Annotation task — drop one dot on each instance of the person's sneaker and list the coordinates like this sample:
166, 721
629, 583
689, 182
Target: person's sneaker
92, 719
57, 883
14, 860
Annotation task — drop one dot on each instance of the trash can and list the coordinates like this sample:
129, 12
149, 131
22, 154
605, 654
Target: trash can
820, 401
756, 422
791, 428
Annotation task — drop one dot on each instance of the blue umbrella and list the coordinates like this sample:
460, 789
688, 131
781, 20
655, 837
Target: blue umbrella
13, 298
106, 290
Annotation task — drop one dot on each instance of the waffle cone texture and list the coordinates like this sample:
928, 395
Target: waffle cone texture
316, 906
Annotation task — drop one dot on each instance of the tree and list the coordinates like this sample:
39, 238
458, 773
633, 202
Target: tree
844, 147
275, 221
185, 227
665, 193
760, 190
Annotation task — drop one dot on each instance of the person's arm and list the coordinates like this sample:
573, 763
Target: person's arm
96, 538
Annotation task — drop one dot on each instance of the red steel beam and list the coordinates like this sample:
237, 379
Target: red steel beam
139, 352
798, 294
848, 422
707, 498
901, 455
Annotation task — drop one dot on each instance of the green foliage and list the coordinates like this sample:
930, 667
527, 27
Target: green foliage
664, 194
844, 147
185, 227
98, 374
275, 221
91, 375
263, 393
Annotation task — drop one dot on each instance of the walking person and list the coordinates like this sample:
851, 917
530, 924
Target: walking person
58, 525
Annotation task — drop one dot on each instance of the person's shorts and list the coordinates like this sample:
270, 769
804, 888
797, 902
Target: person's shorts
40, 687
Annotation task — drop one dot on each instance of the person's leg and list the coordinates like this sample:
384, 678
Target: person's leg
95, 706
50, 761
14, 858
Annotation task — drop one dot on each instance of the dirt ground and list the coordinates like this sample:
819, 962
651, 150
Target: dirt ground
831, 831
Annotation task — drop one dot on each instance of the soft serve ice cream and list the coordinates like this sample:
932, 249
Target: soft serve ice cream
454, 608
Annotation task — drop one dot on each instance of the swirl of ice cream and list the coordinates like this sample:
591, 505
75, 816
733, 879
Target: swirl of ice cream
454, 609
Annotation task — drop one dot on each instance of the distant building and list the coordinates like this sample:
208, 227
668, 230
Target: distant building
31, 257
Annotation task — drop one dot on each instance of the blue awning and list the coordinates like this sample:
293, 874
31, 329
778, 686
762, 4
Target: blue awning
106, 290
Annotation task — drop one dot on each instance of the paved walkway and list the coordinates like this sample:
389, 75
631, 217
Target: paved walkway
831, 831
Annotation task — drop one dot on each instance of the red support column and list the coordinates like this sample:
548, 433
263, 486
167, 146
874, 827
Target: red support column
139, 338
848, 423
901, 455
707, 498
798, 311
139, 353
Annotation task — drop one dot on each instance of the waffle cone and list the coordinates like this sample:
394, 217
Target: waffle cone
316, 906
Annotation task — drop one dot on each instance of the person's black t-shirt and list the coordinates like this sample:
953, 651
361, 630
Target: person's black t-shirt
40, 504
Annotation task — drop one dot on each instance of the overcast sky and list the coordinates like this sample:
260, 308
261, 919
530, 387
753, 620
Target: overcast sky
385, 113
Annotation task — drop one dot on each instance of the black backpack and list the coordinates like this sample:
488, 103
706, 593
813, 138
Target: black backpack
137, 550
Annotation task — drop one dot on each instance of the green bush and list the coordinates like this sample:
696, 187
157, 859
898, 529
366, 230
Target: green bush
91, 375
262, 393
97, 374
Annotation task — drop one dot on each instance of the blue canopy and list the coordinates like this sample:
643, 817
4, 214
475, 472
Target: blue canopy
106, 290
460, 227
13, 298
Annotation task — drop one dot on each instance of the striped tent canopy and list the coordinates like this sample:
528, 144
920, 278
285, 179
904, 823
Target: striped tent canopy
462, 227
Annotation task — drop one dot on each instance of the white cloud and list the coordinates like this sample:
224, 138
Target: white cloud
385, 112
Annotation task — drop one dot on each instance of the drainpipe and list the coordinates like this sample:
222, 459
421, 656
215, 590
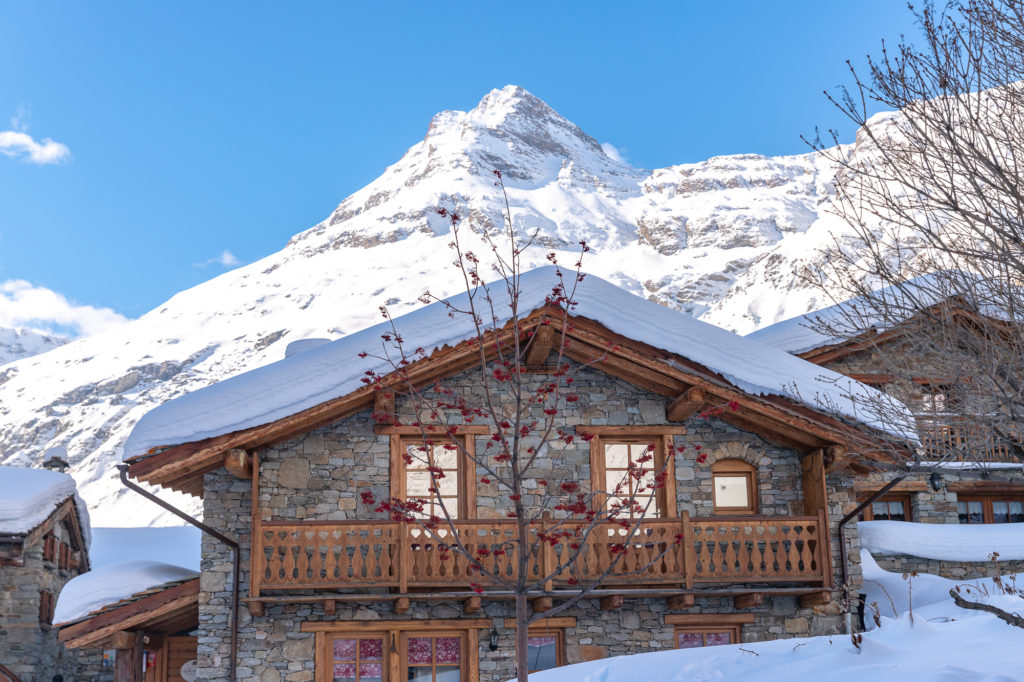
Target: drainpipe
231, 545
842, 541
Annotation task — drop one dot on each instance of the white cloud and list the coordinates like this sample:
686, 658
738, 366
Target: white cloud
225, 259
18, 144
613, 153
23, 304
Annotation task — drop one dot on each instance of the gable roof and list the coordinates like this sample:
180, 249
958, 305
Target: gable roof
669, 350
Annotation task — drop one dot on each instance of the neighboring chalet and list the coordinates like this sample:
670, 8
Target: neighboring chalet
332, 590
978, 476
44, 540
139, 613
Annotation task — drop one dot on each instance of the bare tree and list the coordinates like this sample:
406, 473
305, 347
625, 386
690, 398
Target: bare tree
555, 531
934, 196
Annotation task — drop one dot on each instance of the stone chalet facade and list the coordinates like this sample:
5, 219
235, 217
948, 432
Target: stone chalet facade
35, 564
333, 590
943, 412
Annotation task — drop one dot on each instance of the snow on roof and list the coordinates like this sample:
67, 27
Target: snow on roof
944, 542
832, 325
333, 370
29, 496
111, 585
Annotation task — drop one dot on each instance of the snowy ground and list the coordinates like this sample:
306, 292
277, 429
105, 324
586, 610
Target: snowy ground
941, 643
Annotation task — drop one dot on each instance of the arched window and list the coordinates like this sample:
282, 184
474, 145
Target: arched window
734, 486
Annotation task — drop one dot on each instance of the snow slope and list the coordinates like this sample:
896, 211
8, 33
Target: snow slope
724, 240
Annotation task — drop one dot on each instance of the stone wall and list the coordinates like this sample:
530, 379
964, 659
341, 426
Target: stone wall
320, 476
28, 648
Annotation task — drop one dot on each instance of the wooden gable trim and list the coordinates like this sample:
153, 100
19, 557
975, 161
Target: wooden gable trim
783, 421
177, 599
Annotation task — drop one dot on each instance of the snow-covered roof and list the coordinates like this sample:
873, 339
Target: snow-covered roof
335, 369
102, 588
830, 325
29, 496
944, 542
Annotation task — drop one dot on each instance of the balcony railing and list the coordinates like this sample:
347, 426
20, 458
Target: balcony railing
354, 555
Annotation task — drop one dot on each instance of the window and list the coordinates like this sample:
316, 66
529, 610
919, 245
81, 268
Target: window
734, 486
889, 508
614, 449
990, 510
434, 657
412, 463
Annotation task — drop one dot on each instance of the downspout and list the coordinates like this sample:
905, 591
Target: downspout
842, 542
231, 545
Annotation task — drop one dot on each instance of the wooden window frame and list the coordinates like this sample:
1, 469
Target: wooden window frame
734, 467
467, 468
986, 505
662, 437
904, 498
392, 632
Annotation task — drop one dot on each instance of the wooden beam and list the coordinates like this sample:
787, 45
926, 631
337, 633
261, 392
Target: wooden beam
239, 464
686, 405
749, 600
541, 345
815, 599
384, 407
680, 602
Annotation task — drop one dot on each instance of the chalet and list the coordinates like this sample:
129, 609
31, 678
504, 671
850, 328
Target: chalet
331, 589
44, 539
977, 477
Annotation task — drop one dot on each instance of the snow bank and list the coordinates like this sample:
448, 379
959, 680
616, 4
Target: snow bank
945, 542
335, 369
28, 497
110, 585
174, 545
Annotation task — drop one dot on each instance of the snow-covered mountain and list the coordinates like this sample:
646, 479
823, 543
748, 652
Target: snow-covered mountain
17, 343
723, 240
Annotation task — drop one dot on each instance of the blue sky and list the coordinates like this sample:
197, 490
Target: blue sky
181, 131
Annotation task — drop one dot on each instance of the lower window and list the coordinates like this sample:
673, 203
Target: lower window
689, 637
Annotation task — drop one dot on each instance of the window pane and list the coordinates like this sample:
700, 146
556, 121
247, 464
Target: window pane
449, 650
688, 640
542, 652
371, 649
730, 492
717, 638
616, 456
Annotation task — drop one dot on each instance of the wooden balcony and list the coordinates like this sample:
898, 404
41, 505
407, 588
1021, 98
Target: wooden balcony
354, 556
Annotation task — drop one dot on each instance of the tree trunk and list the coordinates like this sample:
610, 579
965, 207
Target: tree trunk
521, 636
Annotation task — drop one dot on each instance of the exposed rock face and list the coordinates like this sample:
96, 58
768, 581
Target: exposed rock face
723, 240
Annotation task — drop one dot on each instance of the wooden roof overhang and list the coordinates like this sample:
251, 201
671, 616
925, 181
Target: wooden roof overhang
164, 610
775, 418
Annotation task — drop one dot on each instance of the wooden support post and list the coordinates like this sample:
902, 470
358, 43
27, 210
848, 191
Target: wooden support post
239, 464
540, 346
687, 405
815, 599
749, 600
612, 602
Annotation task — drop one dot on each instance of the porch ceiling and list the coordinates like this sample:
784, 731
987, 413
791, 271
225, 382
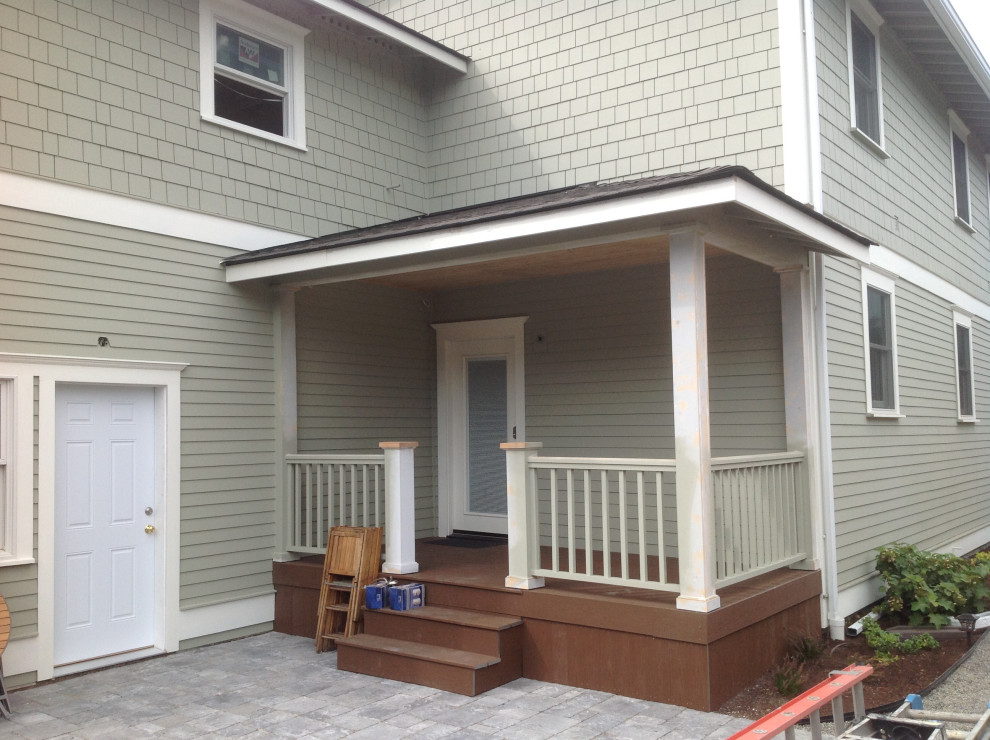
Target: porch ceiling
579, 229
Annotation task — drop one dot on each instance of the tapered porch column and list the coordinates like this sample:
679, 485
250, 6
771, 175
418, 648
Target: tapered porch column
286, 436
524, 538
692, 430
400, 508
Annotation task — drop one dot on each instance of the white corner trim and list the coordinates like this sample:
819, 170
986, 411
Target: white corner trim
210, 620
396, 33
86, 204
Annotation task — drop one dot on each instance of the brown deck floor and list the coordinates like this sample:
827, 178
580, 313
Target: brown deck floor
624, 640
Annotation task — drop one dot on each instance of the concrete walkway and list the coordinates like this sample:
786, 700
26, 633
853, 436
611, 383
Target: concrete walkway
276, 686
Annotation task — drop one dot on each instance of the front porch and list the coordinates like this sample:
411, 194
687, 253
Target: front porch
625, 640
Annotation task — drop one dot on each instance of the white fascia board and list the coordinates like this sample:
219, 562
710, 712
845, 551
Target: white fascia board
762, 202
73, 201
700, 195
396, 33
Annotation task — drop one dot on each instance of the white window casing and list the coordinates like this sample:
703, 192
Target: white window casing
962, 328
252, 72
880, 345
959, 151
865, 88
16, 471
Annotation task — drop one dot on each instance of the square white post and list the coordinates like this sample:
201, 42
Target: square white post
524, 537
692, 429
400, 508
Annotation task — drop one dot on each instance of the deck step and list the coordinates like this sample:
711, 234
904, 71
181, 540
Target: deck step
456, 650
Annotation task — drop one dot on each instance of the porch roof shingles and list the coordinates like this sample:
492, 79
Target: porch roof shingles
571, 199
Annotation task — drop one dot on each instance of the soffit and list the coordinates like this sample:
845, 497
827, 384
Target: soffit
932, 34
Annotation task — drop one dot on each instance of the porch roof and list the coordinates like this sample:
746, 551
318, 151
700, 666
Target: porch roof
731, 201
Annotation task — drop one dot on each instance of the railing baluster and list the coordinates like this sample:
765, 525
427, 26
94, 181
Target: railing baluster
571, 554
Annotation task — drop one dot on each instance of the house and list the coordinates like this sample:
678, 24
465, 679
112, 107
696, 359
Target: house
709, 279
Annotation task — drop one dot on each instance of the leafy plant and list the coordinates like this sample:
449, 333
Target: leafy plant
888, 647
787, 678
929, 588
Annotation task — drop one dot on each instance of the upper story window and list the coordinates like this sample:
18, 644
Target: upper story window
880, 344
964, 366
958, 135
866, 101
252, 71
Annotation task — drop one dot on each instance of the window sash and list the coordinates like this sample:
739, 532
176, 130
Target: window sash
964, 370
880, 330
866, 89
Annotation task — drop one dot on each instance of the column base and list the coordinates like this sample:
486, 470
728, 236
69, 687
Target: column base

***

**Activity**.
Every line of the listing that holds the word "base" is to be found and copied.

**Reply to the task**.
Annotation task — drop one dot on each instance of the column base and list the coordinates like this sample:
Target: column base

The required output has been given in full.